### Your goal
Show each line of the records that contains the word "blossom", copied in full. Matching is case-sensitive.

━━━━━━━━

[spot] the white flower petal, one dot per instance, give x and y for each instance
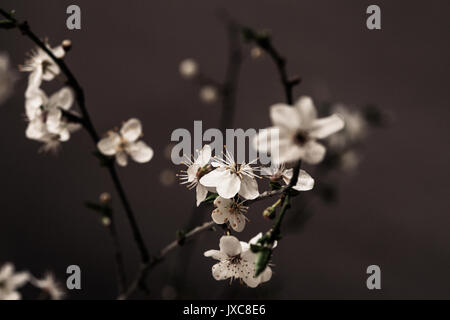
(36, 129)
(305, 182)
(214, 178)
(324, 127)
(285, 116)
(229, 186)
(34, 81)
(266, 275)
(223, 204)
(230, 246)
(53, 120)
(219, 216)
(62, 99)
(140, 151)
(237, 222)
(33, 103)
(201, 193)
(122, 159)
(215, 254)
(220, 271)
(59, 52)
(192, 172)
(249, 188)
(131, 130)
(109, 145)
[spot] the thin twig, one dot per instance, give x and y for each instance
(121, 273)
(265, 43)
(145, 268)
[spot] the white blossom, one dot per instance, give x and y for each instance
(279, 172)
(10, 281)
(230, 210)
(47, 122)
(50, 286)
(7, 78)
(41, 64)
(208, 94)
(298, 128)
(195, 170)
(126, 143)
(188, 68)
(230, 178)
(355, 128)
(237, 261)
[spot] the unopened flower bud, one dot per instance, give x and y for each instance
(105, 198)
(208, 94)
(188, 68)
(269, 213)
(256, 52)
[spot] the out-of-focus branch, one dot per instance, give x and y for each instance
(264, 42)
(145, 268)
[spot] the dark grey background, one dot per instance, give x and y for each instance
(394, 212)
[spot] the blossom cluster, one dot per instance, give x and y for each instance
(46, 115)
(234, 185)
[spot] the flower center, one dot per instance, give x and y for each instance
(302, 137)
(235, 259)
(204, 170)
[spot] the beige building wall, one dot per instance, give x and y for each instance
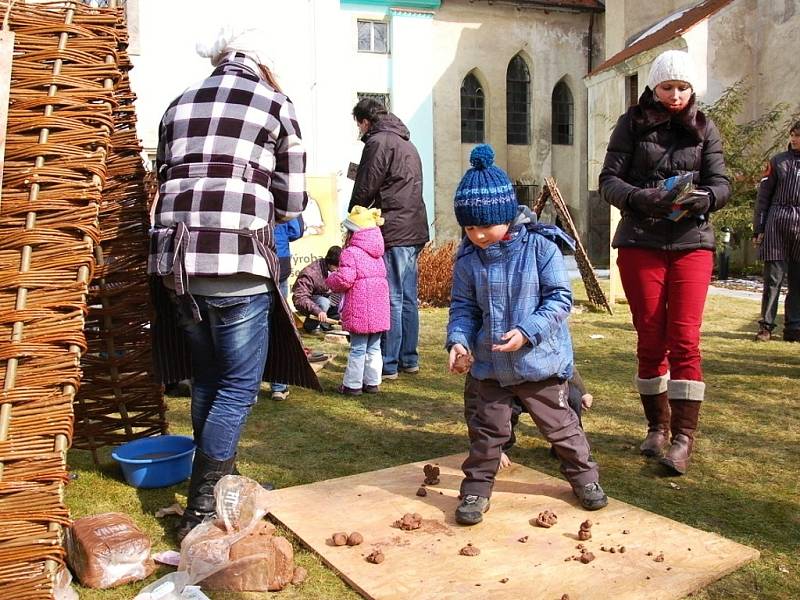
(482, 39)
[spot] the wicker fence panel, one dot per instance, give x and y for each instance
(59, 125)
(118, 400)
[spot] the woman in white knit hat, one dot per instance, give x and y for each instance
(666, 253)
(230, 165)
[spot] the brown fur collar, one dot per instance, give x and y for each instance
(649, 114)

━━━━━━━━

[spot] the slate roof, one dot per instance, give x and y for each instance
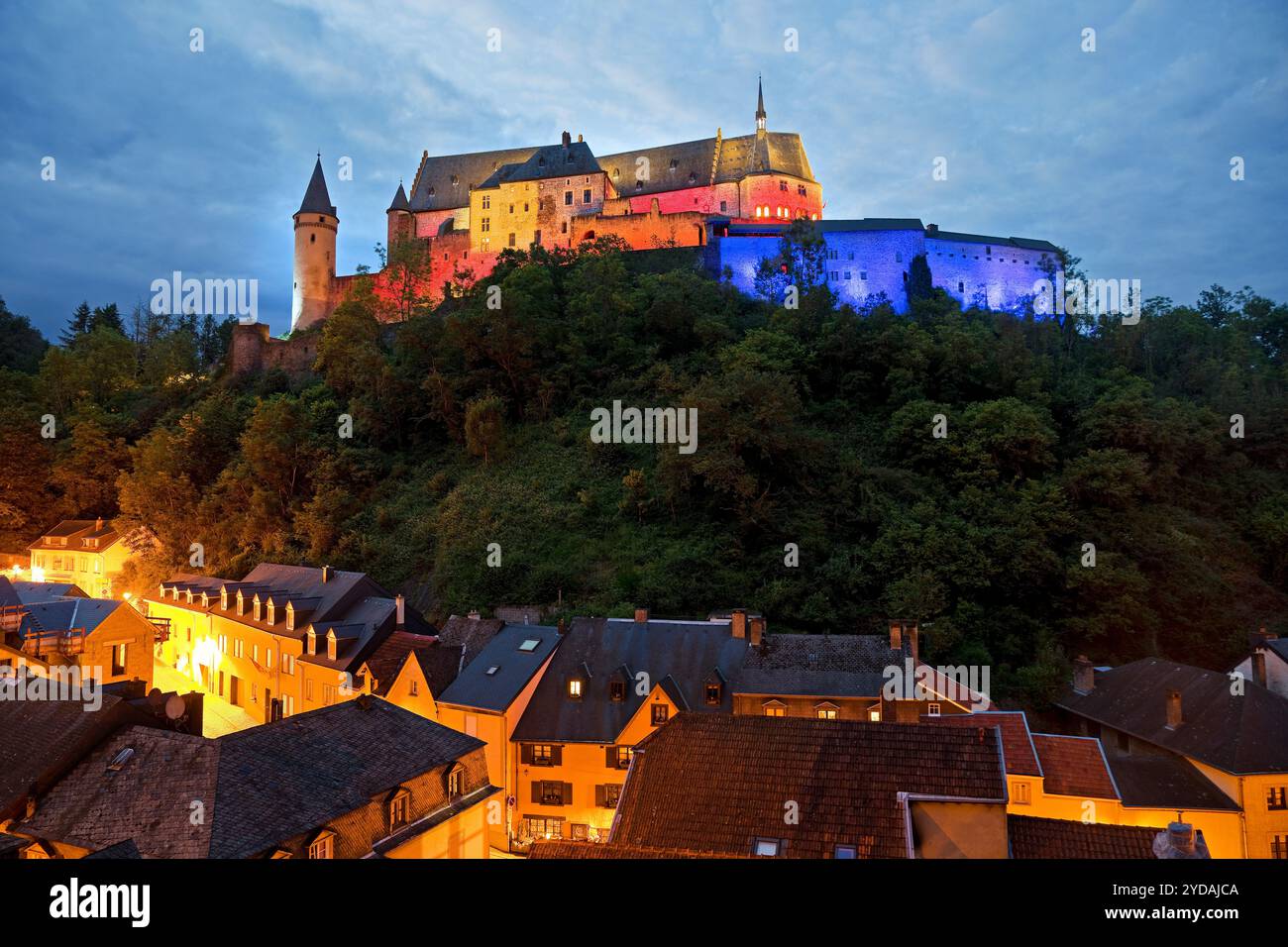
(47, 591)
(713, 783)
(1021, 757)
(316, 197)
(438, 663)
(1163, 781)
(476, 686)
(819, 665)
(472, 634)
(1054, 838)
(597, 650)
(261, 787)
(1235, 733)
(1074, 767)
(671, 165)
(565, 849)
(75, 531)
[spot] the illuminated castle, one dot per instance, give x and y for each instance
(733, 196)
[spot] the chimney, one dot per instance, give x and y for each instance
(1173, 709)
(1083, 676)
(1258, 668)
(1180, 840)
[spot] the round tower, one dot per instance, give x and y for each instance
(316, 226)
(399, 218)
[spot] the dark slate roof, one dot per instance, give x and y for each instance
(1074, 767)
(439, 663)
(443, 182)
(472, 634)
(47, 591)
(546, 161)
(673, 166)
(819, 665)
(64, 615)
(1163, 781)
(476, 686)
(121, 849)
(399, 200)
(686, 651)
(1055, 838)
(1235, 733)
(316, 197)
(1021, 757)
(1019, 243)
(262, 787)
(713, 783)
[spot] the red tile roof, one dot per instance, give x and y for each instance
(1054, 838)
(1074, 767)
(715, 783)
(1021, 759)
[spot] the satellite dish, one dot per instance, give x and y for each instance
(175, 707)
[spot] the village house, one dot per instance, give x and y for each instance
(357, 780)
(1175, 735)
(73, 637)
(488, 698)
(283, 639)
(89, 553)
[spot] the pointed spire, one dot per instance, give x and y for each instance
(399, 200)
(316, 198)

━━━━━━━━

### Written answer
[spot] the white blossom, one dot per instance, give x and y for each instance
[spot] the blossom cluster, one dot per instance, give x and y for each instance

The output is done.